-------- Fragmento del documento

La
Europa de los mercados
Reconozco que siento
unas ganas incontenibles de reír siempre que escucho al ministro de Asuntos
Exteriores. Me parece que quien está hablando es su doble televisivo del
guiñol. Apenas había comenzado la Cumbre de Barcelona, cuando Piqué ya
profetizaba, calificándola de éxito, y además rotundo.
Más tarde, una vez
finalizadas las sesiones, el propio presidente del Gobierno encomió, aunque es
verdad que brevemente y sin demasiado convencimiento, sus resultados. Rodríguez
Zapatero, por el contrario, los ha tildado de bastante modestos. Todo depende
de qué gorro lleve uno puesto.
Lo cierto es que los
únicos que pueden hablar de éxito son los manifestantes; hecho que debería
hacer reflexionar a los mandatarios europeos. En una etapa de escepticismo, en
la que no hay nada que movilice al personal, congregar a cerca de quinientas
mil personas es señal inequívoca de que algo va mal en Europa y expresión de
que el discurso oficial en esta materia no convence.
Es posible que la
mayoría de los ciudadanos no sepan rebatir los argumentos económicos, pero
intuyen que el camino que se está siguiendo representa un retroceso en las
conquistas sociales que hasta ahora habían disfrutado y en los derechos
laborales que creían consolidados. ¿Cómo van a entusiasmarse cuando se coloca
como meta última hacer de Europa la zona más competitiva del mundo? No se trata
de ser los más felices, honestos, desarrollados, cultos... No, se pretende
únicamente que seamos lo más competitivos. Este es el fin y todo lo demás,
medios. Éste es el altar al que se exige sacrificar los valores sociales que
han caracterizado a Europa.
Las autoridades
europeas se mueven en la contradicción y la quimera. En la contradicción porque
la competitividad en todo caso es una característica de las empresas y, según
su cacareada globalización, las compañías trascienden a los países. Es de las
empresas y no de las naciones o de las regiones de las que se puede afirmar que
son o no son competitivas. En la quimera, porque el castillo de sueños
construido en Lisboa para el año 2010 se fundamenta en el mantenimiento de un
crecimiento anual medio del 3%. Se creyeron, o fingieron creerse, el ocaso de
los ciclos económicos. La prosaica realidad de la crisis les ha despertado de
su letargo, por ello en Barcelona se han visto obligados a pasar de puntillas
sobre sus premoniciones de crecimiento.
En Barcelona de lo
único que de verdad se han preocupado es de los mercados, el de la electricidad,
los financieros, el del gas, el del transporte ferroviario, el de las
comunicaciones, el del espacio aéreo, demostrando una vez más a qué se reduce
la Unión Europea. Por eso en esta cumbre - ¿sólo en ésta? - ha sido preferible
que la botella quedase medio vacía, es decir, que Francia se negase a avanzar
en la liberalización sin antes garantizar el correcto suministro de los
servicios públicos.

----------------
-------- Material proporcionado

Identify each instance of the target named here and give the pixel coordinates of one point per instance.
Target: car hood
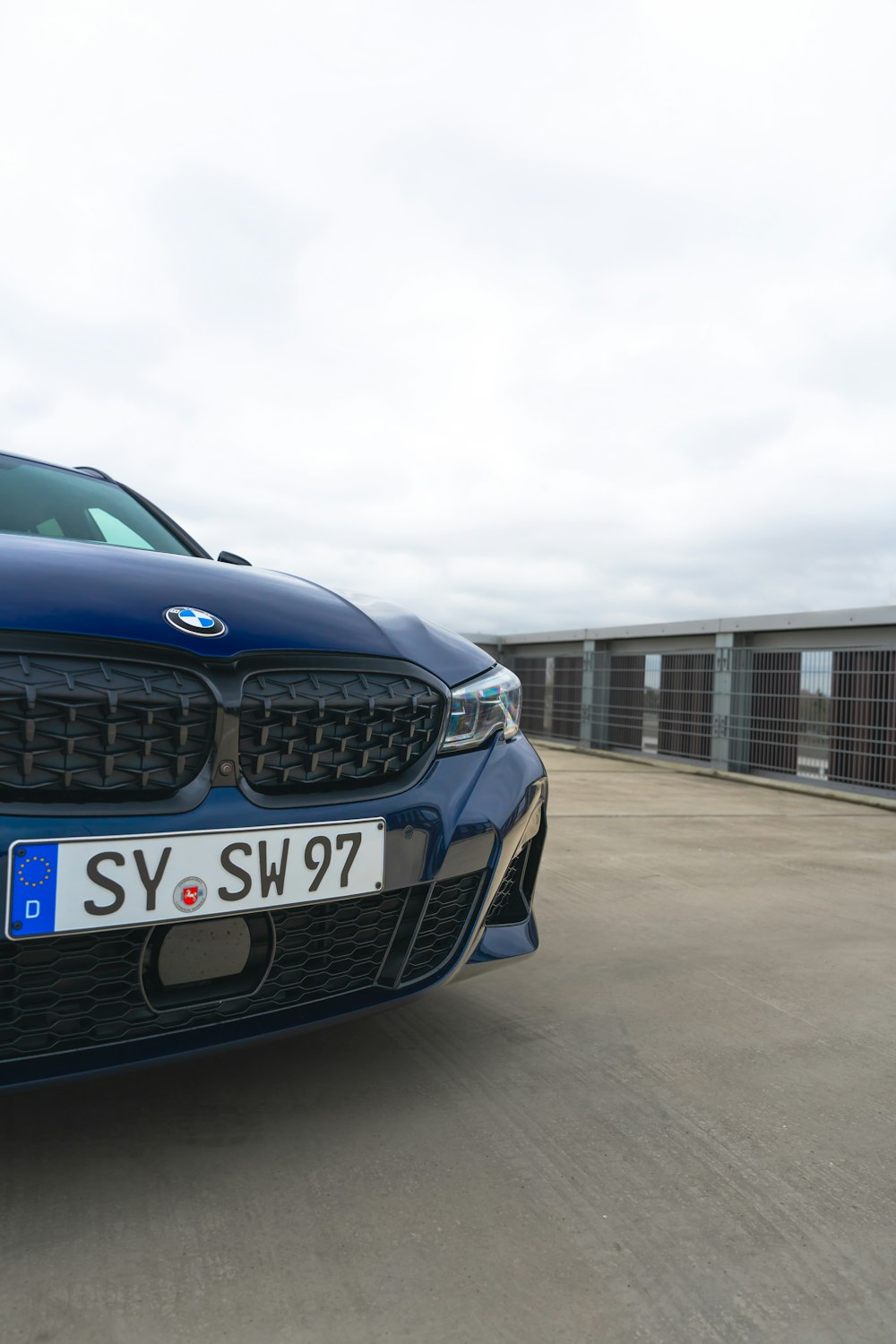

----------------

Transcribe sin ningún cambio el pasaje del artículo sobre la Cumbre de Barcelona que empieza con las palabras "Las autoridades" y termina con "premoniciones de crecimiento.".

Las autoridades
europeas se mueven en la contradicción y la quimera. En la contradicción porque
la competitividad en todo caso es una característica de las empresas y, según
su cacareada globalización, las compañías trascienden a los países. Es de las
empresas y no de las naciones o de las regiones de las que se puede afirmar que
son o no son competitivas. En la quimera, porque el castillo de sueños
construido en Lisboa para el año 2010 se fundamenta en el mantenimiento de un
crecimiento anual medio del 3%. Se creyeron, o fingieron creerse, el ocaso de
los ciclos económicos. La prosaica realidad de la crisis les ha despertado de
su letargo, por ello en Barcelona se han visto obligados a pasar de puntillas
sobre sus premoniciones de crecimiento.